[EXERCISE INSTRUCTIONS] For the word "teal", find each line in the entries where it occurs and copy that line.

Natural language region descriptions
————————
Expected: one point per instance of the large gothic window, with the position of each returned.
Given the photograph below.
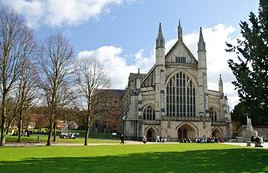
(148, 113)
(213, 114)
(181, 100)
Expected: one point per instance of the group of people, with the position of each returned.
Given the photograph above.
(257, 140)
(202, 140)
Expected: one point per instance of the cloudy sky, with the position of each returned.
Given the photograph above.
(121, 33)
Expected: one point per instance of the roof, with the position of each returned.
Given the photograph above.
(187, 49)
(113, 92)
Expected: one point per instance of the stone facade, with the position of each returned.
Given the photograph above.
(172, 100)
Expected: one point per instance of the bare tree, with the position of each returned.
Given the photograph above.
(91, 77)
(15, 38)
(55, 72)
(25, 92)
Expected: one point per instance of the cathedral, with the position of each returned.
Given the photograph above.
(172, 100)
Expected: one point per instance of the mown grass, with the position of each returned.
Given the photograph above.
(43, 139)
(164, 158)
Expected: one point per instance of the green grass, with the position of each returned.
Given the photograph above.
(43, 139)
(164, 158)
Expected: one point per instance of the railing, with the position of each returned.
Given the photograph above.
(166, 118)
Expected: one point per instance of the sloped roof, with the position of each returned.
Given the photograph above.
(186, 48)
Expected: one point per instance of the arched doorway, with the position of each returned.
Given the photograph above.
(216, 133)
(150, 135)
(186, 132)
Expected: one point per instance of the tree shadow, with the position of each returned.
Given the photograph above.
(226, 160)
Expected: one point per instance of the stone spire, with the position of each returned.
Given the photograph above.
(160, 41)
(201, 42)
(179, 31)
(220, 85)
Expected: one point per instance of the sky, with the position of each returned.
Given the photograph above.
(121, 33)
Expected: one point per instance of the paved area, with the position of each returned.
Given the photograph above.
(68, 144)
(265, 144)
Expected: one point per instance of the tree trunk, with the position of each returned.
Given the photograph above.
(3, 123)
(50, 129)
(2, 142)
(7, 129)
(19, 129)
(54, 131)
(87, 130)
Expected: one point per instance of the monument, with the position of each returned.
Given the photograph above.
(248, 132)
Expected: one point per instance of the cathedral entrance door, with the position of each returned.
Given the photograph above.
(185, 132)
(150, 135)
(216, 133)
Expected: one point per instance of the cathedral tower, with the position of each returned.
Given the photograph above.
(202, 76)
(160, 75)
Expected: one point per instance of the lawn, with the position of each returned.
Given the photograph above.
(43, 139)
(164, 158)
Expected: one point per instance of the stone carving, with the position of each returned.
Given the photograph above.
(248, 132)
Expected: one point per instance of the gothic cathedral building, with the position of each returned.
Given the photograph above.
(172, 100)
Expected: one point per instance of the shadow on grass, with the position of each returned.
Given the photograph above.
(227, 160)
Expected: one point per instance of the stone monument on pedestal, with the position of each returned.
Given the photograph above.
(248, 132)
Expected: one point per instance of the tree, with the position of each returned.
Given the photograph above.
(25, 92)
(91, 77)
(55, 66)
(251, 67)
(15, 40)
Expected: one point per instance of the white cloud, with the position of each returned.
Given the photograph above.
(215, 37)
(114, 64)
(59, 12)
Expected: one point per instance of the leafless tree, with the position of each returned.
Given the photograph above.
(55, 72)
(15, 38)
(91, 77)
(25, 92)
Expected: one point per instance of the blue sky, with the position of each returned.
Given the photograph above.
(121, 33)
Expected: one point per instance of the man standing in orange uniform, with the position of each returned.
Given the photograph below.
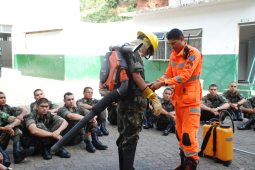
(184, 71)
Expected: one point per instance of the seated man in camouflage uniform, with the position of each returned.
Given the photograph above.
(112, 114)
(212, 103)
(73, 114)
(38, 93)
(45, 129)
(235, 100)
(248, 109)
(9, 130)
(88, 102)
(166, 120)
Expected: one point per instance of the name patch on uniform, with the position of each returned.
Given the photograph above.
(192, 58)
(189, 65)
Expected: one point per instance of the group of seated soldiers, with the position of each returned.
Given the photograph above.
(47, 122)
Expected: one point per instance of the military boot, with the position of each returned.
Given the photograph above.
(6, 158)
(19, 153)
(239, 115)
(246, 125)
(168, 128)
(182, 166)
(103, 125)
(145, 122)
(89, 146)
(97, 143)
(129, 157)
(62, 153)
(190, 164)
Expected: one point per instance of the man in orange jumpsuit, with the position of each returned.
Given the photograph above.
(184, 71)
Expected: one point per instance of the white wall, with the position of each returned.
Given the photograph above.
(219, 21)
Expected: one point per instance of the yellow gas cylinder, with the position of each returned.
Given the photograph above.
(224, 141)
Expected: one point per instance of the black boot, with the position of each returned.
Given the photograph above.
(129, 157)
(120, 158)
(89, 146)
(103, 125)
(168, 128)
(62, 153)
(99, 133)
(19, 153)
(6, 160)
(239, 115)
(182, 166)
(46, 153)
(145, 122)
(190, 164)
(246, 125)
(97, 143)
(151, 121)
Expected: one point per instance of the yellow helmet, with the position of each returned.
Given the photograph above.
(150, 37)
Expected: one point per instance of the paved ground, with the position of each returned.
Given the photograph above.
(154, 150)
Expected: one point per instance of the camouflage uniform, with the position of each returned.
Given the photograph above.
(6, 119)
(64, 111)
(92, 102)
(217, 101)
(112, 114)
(233, 99)
(51, 106)
(49, 122)
(249, 104)
(131, 107)
(163, 120)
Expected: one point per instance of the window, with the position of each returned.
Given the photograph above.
(164, 51)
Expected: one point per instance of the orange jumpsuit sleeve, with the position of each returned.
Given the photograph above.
(186, 72)
(168, 74)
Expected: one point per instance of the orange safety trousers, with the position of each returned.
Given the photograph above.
(187, 124)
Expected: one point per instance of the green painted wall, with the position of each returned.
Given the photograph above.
(217, 69)
(81, 66)
(46, 66)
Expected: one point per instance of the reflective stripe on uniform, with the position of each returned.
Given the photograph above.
(190, 153)
(194, 110)
(179, 80)
(172, 63)
(165, 77)
(180, 65)
(194, 78)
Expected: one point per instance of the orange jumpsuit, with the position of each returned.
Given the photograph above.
(185, 75)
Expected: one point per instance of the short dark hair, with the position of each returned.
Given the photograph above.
(175, 34)
(67, 94)
(42, 100)
(213, 85)
(167, 89)
(86, 89)
(37, 90)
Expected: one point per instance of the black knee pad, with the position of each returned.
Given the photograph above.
(185, 139)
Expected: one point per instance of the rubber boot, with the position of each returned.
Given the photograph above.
(151, 121)
(120, 158)
(168, 128)
(6, 160)
(62, 153)
(239, 115)
(129, 157)
(103, 125)
(190, 164)
(246, 125)
(182, 166)
(19, 153)
(145, 122)
(99, 132)
(97, 143)
(46, 153)
(89, 146)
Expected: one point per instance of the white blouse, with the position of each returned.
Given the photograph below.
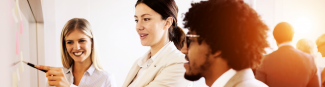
(92, 78)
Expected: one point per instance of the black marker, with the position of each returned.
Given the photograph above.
(32, 65)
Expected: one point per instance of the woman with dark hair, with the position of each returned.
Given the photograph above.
(162, 65)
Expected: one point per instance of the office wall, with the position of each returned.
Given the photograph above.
(114, 27)
(14, 35)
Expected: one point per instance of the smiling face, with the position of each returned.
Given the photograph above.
(150, 25)
(78, 45)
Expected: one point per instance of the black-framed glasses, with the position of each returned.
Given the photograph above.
(188, 41)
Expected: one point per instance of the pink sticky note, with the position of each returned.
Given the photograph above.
(21, 25)
(17, 43)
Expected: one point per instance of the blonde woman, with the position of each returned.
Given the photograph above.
(79, 58)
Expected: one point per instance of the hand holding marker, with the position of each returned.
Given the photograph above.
(32, 65)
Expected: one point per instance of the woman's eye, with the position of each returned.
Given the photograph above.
(82, 41)
(146, 19)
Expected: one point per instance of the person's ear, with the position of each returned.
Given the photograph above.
(169, 22)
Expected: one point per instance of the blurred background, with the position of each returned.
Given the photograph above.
(113, 23)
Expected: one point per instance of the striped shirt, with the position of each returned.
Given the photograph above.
(92, 78)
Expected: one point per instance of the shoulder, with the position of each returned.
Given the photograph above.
(175, 57)
(106, 74)
(251, 83)
(110, 78)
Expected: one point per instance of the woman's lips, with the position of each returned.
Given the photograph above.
(143, 36)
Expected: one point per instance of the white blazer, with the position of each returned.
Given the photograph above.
(167, 70)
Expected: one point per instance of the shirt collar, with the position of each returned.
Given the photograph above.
(285, 44)
(143, 62)
(224, 78)
(90, 70)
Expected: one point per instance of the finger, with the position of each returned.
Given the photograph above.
(54, 73)
(43, 67)
(55, 78)
(53, 83)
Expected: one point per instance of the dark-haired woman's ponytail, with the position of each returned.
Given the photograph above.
(177, 35)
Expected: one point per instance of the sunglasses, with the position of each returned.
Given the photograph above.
(188, 41)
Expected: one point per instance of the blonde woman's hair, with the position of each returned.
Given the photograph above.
(320, 40)
(84, 26)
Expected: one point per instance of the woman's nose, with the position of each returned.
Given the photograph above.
(76, 46)
(139, 26)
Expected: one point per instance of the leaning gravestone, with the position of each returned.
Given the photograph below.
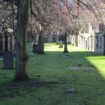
(8, 60)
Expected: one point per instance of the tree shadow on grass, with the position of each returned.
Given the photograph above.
(89, 84)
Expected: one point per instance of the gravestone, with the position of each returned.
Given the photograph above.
(60, 44)
(8, 60)
(35, 48)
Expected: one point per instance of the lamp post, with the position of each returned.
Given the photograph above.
(8, 54)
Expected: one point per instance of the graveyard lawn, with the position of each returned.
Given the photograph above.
(53, 82)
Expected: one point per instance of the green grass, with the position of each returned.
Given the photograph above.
(53, 66)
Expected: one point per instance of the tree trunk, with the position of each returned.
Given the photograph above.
(21, 39)
(1, 44)
(40, 43)
(65, 43)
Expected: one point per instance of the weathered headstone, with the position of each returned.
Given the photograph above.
(8, 60)
(60, 44)
(35, 48)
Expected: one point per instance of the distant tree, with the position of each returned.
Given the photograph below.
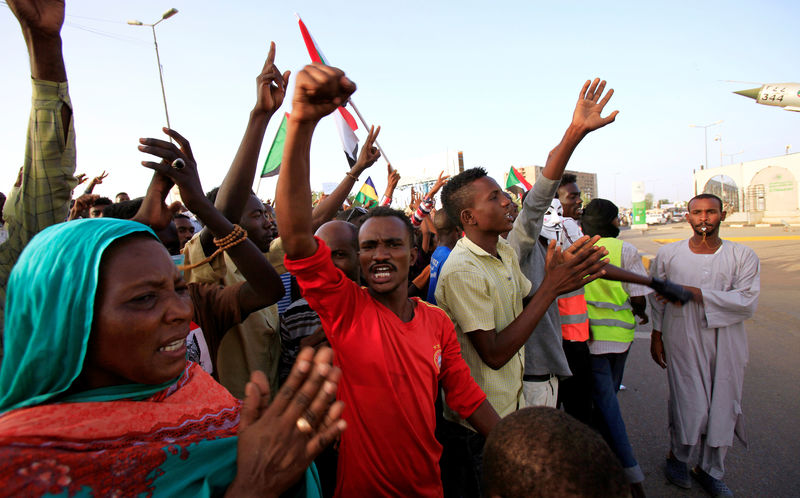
(648, 201)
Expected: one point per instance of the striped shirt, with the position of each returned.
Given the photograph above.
(479, 291)
(48, 177)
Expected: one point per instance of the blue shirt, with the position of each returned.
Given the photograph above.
(437, 261)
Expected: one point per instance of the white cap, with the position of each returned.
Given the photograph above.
(553, 221)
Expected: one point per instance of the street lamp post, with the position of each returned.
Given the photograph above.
(705, 131)
(167, 15)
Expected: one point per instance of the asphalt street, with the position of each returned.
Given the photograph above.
(771, 404)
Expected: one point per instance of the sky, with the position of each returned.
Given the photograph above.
(498, 81)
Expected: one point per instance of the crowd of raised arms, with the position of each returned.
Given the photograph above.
(227, 345)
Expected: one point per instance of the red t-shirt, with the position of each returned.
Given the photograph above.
(390, 371)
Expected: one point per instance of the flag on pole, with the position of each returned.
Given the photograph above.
(272, 165)
(516, 178)
(345, 122)
(367, 196)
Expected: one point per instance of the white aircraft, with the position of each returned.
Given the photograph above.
(786, 95)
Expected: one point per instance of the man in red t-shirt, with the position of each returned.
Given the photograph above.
(392, 350)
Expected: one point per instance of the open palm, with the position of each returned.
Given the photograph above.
(588, 110)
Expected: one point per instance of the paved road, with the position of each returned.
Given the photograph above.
(769, 467)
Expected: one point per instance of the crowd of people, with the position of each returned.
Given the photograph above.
(224, 345)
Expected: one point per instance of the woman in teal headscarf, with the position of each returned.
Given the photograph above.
(96, 396)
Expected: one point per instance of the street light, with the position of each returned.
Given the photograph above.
(705, 130)
(165, 16)
(718, 138)
(734, 154)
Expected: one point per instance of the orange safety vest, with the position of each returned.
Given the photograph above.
(574, 316)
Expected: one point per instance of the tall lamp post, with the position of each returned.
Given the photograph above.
(167, 15)
(705, 131)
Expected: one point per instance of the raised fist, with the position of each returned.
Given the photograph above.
(319, 91)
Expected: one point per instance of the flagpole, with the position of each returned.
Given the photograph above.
(366, 126)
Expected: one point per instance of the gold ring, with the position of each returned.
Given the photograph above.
(303, 425)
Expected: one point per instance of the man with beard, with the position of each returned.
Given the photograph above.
(392, 350)
(704, 344)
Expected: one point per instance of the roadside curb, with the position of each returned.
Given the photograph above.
(759, 225)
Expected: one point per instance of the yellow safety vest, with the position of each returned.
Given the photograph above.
(609, 306)
(574, 316)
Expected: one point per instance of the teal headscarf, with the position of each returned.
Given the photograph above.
(49, 309)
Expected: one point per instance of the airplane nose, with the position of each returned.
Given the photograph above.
(751, 93)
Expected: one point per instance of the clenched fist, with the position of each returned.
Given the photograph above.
(319, 91)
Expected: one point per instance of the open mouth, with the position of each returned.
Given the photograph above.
(381, 273)
(173, 346)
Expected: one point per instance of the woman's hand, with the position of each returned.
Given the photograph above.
(278, 441)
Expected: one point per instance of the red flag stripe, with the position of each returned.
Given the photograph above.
(522, 179)
(348, 118)
(312, 49)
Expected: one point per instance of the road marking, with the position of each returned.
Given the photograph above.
(740, 239)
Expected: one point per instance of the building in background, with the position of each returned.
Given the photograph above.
(587, 182)
(764, 190)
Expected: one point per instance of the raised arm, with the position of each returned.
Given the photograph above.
(318, 92)
(327, 208)
(585, 119)
(238, 183)
(97, 180)
(46, 180)
(263, 286)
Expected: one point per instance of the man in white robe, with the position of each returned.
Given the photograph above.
(704, 345)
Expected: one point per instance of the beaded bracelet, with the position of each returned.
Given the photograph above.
(237, 236)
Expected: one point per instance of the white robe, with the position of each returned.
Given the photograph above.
(706, 344)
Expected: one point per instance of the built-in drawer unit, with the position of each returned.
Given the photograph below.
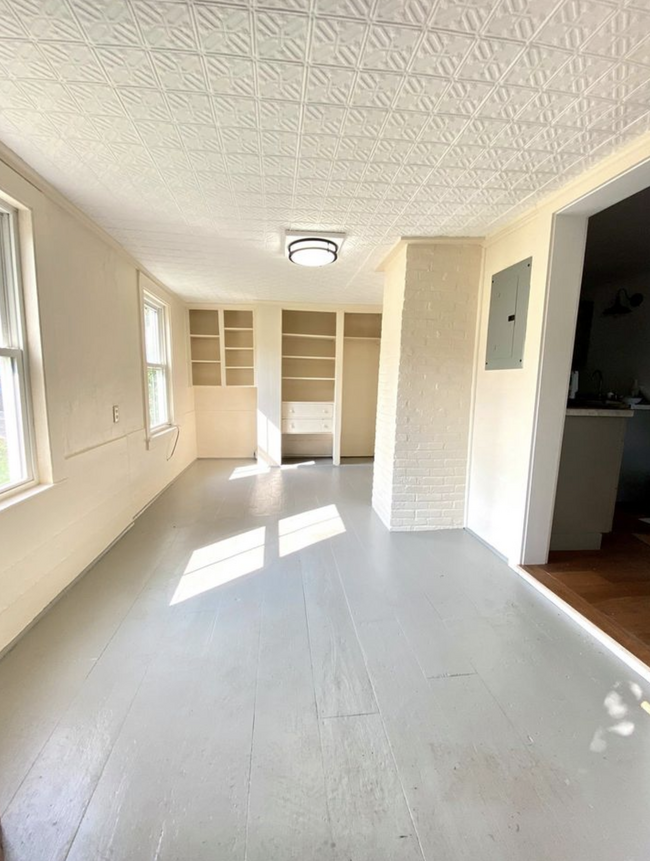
————————
[COMPLETED EXERCISE]
Expected: one point per instance of the woman in teal headscarf, with the position of each returned.
Expected: one point per instance of the teal headscarf, with the position of each returned.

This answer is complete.